— WHAT IS EXPECTED —
Locate every line in the items below that contains the word "scarf" and copy each one out in full. Case counts.

## start

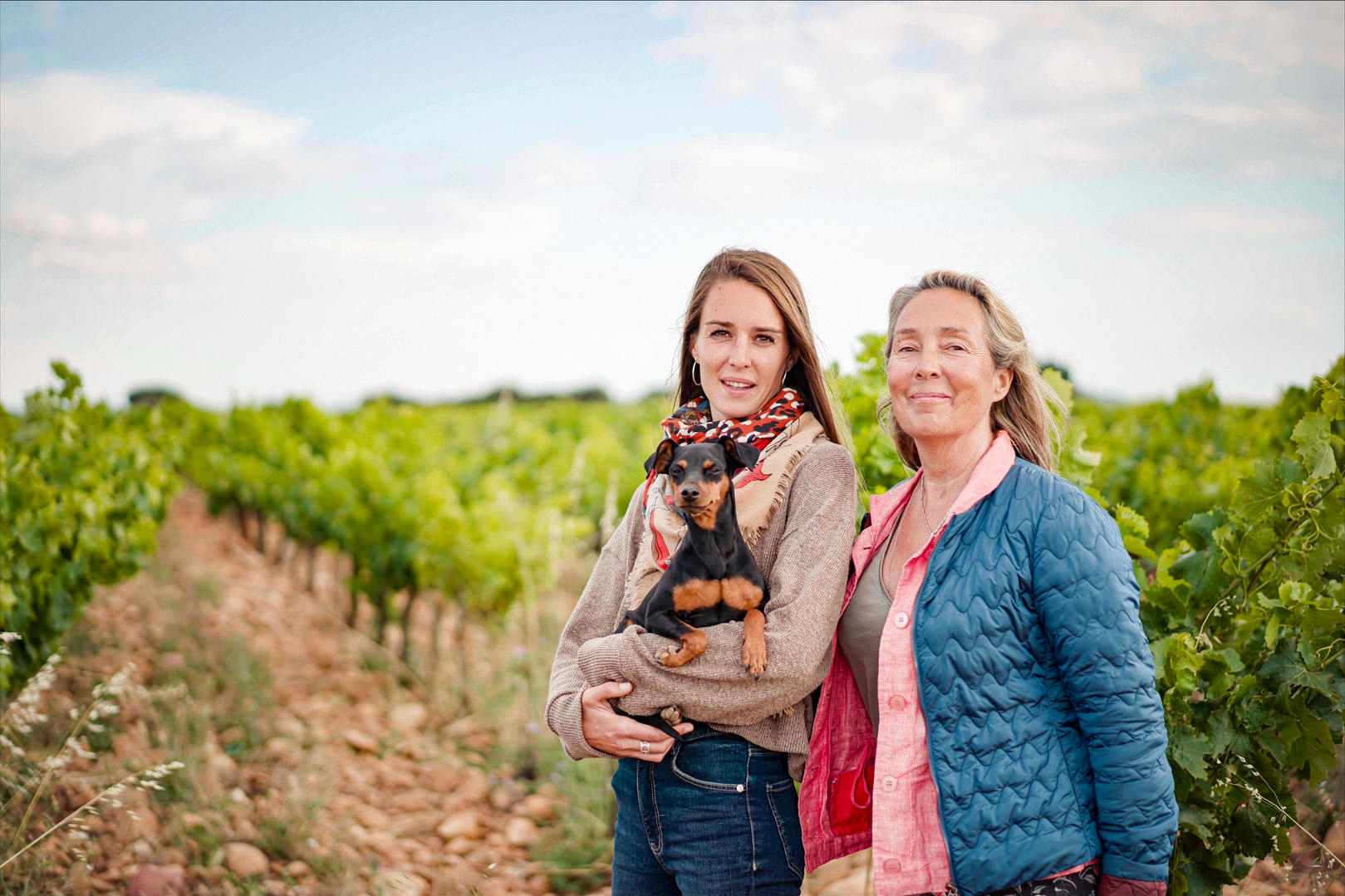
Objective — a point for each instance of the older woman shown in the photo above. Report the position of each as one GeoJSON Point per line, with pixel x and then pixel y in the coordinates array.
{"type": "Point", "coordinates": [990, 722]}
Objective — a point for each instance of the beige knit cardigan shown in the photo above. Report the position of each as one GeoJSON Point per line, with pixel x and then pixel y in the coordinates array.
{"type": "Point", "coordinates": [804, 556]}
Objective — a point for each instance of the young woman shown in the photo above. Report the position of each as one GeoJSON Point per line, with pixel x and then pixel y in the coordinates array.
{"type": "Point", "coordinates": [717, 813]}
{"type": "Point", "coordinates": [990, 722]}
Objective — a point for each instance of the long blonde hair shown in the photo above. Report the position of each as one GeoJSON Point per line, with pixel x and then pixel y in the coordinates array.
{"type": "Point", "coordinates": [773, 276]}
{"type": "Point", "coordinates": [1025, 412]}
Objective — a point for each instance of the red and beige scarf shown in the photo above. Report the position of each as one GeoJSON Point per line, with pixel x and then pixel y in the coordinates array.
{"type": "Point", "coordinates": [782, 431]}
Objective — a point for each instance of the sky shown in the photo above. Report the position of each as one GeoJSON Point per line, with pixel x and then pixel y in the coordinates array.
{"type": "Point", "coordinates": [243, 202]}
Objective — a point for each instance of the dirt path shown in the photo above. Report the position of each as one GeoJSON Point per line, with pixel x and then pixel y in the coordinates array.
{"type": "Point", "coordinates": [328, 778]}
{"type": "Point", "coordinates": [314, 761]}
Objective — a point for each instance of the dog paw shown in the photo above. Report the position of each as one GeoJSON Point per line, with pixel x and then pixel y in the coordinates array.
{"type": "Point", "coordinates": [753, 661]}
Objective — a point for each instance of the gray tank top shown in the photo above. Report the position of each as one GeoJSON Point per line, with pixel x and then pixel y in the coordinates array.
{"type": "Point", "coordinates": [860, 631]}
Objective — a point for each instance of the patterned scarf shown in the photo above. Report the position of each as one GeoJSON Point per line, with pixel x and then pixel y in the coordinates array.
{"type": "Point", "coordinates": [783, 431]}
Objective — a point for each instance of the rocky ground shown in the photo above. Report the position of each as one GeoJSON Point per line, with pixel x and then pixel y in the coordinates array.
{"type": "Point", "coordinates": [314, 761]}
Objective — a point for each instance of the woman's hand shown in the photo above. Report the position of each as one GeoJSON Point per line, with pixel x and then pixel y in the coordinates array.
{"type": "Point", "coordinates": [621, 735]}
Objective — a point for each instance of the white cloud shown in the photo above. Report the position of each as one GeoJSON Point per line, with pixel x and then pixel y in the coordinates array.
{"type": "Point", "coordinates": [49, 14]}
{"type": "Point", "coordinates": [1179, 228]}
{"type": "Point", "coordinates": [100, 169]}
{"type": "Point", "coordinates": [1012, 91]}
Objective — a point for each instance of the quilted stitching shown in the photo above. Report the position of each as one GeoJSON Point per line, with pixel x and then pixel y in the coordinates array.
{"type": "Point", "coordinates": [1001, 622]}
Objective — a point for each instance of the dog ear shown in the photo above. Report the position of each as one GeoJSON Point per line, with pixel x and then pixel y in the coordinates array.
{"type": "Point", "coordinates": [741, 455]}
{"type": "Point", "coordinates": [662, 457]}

## end
## start

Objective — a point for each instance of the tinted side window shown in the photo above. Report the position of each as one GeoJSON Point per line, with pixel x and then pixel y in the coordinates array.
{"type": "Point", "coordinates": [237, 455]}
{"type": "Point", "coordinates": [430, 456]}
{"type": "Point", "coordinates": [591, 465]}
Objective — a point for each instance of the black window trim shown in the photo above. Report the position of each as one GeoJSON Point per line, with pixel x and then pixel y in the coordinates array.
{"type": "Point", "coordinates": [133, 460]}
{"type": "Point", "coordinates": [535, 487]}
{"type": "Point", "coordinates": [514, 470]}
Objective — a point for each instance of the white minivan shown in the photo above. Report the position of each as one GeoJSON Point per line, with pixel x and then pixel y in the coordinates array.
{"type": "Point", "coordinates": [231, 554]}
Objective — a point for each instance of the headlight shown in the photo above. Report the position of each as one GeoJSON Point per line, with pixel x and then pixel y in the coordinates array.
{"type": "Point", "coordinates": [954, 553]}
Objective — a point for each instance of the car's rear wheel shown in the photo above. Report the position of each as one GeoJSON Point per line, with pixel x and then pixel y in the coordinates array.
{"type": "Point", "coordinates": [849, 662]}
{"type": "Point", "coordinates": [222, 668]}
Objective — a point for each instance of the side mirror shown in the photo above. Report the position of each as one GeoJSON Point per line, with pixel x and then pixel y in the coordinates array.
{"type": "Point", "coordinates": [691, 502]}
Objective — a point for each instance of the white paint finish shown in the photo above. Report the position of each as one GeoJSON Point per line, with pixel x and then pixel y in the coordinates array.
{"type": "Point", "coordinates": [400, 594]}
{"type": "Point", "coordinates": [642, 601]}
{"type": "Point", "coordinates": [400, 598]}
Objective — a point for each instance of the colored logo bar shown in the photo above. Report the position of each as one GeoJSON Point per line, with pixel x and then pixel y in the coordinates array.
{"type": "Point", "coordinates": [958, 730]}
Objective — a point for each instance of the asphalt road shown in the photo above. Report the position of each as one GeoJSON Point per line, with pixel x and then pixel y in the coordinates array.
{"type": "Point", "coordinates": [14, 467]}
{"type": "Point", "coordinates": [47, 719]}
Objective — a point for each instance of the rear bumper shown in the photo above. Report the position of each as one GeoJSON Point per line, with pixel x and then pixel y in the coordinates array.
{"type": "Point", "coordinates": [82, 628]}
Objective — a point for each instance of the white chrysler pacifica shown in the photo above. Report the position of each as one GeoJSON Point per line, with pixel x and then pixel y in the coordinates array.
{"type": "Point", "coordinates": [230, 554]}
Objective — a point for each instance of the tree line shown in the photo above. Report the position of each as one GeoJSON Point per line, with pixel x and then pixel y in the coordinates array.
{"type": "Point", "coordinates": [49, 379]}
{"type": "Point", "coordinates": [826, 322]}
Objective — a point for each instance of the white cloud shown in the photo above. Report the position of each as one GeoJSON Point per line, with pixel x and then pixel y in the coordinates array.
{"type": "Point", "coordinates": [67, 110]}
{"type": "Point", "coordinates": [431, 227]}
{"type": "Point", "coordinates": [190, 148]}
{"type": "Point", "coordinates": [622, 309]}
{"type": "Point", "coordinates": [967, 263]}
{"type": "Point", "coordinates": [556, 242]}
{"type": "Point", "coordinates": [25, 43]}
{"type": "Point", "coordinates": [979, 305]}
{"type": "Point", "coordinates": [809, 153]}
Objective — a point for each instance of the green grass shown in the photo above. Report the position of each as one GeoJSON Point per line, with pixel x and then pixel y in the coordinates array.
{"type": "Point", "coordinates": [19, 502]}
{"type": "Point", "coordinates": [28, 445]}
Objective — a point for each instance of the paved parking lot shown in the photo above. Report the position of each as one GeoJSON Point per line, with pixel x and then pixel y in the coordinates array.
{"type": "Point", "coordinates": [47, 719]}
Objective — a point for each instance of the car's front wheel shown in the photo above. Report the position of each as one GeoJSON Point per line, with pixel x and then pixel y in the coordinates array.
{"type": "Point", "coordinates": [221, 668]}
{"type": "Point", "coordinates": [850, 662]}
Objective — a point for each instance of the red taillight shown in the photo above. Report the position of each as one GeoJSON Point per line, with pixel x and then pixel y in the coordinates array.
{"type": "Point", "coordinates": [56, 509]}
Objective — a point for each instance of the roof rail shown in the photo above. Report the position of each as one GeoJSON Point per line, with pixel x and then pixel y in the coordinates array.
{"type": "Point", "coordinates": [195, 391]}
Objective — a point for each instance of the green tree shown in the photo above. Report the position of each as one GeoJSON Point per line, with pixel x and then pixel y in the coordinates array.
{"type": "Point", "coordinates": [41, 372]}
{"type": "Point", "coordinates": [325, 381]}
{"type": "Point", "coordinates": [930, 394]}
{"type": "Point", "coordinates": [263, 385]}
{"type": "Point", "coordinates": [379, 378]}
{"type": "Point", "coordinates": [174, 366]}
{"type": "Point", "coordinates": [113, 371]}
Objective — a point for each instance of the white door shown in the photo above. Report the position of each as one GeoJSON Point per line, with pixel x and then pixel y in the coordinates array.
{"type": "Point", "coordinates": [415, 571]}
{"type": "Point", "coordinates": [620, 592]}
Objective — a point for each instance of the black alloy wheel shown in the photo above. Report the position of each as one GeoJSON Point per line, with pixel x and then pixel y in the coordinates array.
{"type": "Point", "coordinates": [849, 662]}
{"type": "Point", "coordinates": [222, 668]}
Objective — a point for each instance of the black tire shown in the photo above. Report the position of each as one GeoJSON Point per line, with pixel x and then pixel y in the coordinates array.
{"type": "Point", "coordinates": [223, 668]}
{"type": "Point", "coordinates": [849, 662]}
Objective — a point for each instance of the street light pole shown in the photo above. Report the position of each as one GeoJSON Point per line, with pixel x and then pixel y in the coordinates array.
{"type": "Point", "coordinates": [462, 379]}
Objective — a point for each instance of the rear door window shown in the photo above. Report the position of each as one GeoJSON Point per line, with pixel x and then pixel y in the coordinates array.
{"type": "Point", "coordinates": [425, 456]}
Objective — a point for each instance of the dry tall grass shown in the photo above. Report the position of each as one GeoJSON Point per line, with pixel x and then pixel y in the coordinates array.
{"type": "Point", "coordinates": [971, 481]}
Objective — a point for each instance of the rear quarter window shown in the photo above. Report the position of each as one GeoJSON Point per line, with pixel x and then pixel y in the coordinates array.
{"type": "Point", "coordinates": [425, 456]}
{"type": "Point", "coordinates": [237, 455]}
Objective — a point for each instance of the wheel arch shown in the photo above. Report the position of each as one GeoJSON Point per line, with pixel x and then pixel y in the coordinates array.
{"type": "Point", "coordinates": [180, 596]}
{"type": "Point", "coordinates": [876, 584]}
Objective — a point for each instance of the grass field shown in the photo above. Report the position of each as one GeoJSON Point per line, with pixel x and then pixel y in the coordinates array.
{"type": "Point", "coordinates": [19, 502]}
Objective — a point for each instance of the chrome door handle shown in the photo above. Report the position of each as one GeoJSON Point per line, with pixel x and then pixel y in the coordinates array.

## end

— FINISHED ANSWER —
Objective — a point for each instance of the red and beige scarf shown in the photo above. Report the position of each as one GeoJSON Point per line, with pixel x and then pixel y in the coordinates array.
Objective — a point for each instance of the patterned scarf shown in the photo above. Report the position of each as one GeoJSON Point per line, with pixel x and then pixel y in the coordinates array.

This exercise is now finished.